Günümüzde İslam’a yapılan saldırılar yetmiyormuş gibi bir de Müslümanların kendi aralarındaki tefrika ve ayrılıkları hepimizi üzmektedir. Bir çok alandaki ayrılıkların yanı sıra İslam akaidini (İnancını) ilgilendiren konularda yapılan yanlışlıklar dine zarar vermektedir.

Karşılaştığımız , bizi üzen ve inancımıza da zarar veren fikir akımlarından birkaç tanesi de gün geçtikçe yayılmaktadır.Bu konuların başında okunan Kur’an’ın ölülere faydası olup olmadığı,Kabir azabının olup olmadığı v.b.tartışmalardır.Bu konular ile ilgili ayetler ,sahih hadisler ve alimlerimizin görüşleri kesin olmasına karşılık nedense bilerek veya bilmeyerek bu tartışmalar hala devam ettirilmek istenmektedir.

Oysa tamamen ahiret ile ilgili olan bu konularda şüphe uyandırıp gereksiz tartışmalara girmektense bataklığa saplanmış günümüz gençlerinden birkaç tanesini kurtarmak daha hayırlı bir iş olmayacak mı?

Okunan Kur’an’ın ölülere faydası olmadığını söyleyen kişiye “Sende mezar taşına ‘EL FATİHASIZ’ dibine de ‘Bu ölüye sakın Fatiha okumayın çünkü İnanmazdı” yazdır , demiştim.O kişi de “hocam buna cesaret edemem” demişti. Gerçekten de akl-ı selim ile olaya baktığımız zaman yanlışlarımızı kendimiz de rahatlıkla görebiliriz.
________________________
İstenenler —
[1] Müslümanlar arasındaki tartışmalarla ilgili metne göre, gün geçtikçe yayılan konuların başında hangi tartışmalar geliyor?
[2] Müslümanlar arasındaki tartışmalarla ilgili metni son cümlesinden sonra sürdürün.
Bu kayıtların metinle hiçbir ilgisi yoktur.

Bir etiketleme veri kümesinden kayıtlar —
________________________
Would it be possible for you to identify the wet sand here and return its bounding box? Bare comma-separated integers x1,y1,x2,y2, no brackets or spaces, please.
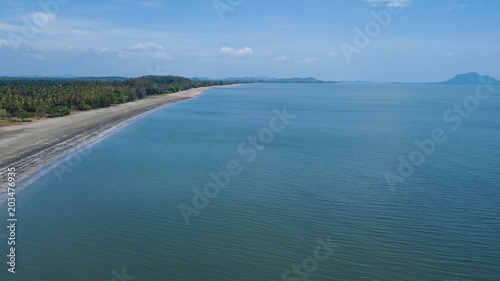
0,84,234,193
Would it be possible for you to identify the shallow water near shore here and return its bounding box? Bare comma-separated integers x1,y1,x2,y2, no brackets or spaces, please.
0,84,500,281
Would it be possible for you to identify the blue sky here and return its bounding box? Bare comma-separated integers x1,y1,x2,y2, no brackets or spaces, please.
0,0,500,82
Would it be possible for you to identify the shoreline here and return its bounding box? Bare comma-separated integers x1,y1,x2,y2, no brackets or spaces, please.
0,84,237,196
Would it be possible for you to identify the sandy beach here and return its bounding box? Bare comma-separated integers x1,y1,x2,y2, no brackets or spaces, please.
0,84,230,193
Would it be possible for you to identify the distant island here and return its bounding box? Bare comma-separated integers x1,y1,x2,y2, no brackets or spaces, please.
191,76,340,83
437,72,500,85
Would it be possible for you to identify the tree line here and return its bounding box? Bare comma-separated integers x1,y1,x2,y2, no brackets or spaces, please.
0,76,236,121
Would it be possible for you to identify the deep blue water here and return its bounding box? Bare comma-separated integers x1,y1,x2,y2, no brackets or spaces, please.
0,84,500,281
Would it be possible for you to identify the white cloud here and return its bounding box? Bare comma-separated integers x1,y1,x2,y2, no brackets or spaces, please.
219,47,234,55
0,23,21,32
219,47,253,58
302,57,318,63
364,0,413,7
129,42,165,51
119,42,172,60
30,12,56,24
0,39,9,48
326,52,338,57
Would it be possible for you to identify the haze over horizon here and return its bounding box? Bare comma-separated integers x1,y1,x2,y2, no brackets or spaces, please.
0,0,500,82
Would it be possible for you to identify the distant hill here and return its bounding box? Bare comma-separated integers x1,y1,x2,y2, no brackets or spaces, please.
191,76,339,83
438,72,500,85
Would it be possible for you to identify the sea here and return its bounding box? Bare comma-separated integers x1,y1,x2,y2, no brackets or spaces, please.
0,81,500,281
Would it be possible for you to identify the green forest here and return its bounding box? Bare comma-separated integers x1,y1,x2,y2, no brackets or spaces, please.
0,76,236,122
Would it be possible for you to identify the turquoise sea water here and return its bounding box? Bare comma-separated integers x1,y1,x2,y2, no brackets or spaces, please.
0,84,500,281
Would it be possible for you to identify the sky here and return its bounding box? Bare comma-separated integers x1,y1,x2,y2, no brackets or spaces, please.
0,0,500,82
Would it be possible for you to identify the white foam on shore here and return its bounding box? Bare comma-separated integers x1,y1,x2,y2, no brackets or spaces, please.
0,89,208,202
________________________
Görev sonuçları —
[1] Okunan Kur'an'ın ölülere faydası olup olmadığı ve kabir azabının olup olmadığı tartışmaları.

[2]
Kur’an elbette diriler için inmiştir. Ama Kur’an o kadar Yüce bir kitap ki dirilere merhamet ölülere de rahmettir. Ayrıca şunu da unutmayın ki bir çok insan sadece Cuma akşamları ölmüşlerine Yasin okumak için Kur’an’ı eline alıyor.Eğer bu fitne yaygınlaşırsa haftada bir Yasin okuyan insanı da Kur’an’dan koparırsınız.
Müslümanların arasına sokulan fitne tohumlarından bir tanesi de kabir azabının olmadığı yalanıdır. Oysa bu konu ile ilgili onlarca delil bulmak mümkündür.Bazıları şunlardır:

1- Kuran-ı kerimde “Onlar, sabah-akşam ateşe sokulurlar. Kıyametin kopacağı günde, Firavun hanedanını azabın en çetinine sokun denilecek”(Mümin,46) buyuruluyor Sabah-akşam görecekleri azap, Kıyametten öncedir. Âyetin devamında onların şiddetli azaba sokulacağı bildiriliyor. Birincisi kabir azabı, ikincisi ise Cehennem azabıdır.

2-Nuh suresinin, “Günahları yüzünden suda boğuldular, ardından da ateşe atıldılar” mealindeki 25. âyet-i kerimesinde geçen” Feüdhılu” kelimesindeki ‘F’ harfi, hiç ara verilmediğini gösterir. Yani (Suda boğulduktan hemen sonra kabirdeki azaba maruz kaldılar) demektir.

3-Peygamber efendimiz (SAV)buyuruyor ki:


-(Kabir azabı haktır.) [Buhari]
-(Kabir ya Cennet bahçelerinden bir bahçe veya Cehennem çukurlarından bir çukurdur.) [Tirmizi]

-(Kabir azabının çoğu, üzerine idrar sıçratmaktan olacaktır.)[İ.Mace, Nesai]
-(İdrardan sakının Çünkü kabirde ilk hesap bundan olacaktır.)[Taberani)

-Peygamber efendimiz bir cenazede, (Ya Rabbi bunu kabir azabından koru) diye dua etmiştir. (Müslim, Nesai, Tirmizi)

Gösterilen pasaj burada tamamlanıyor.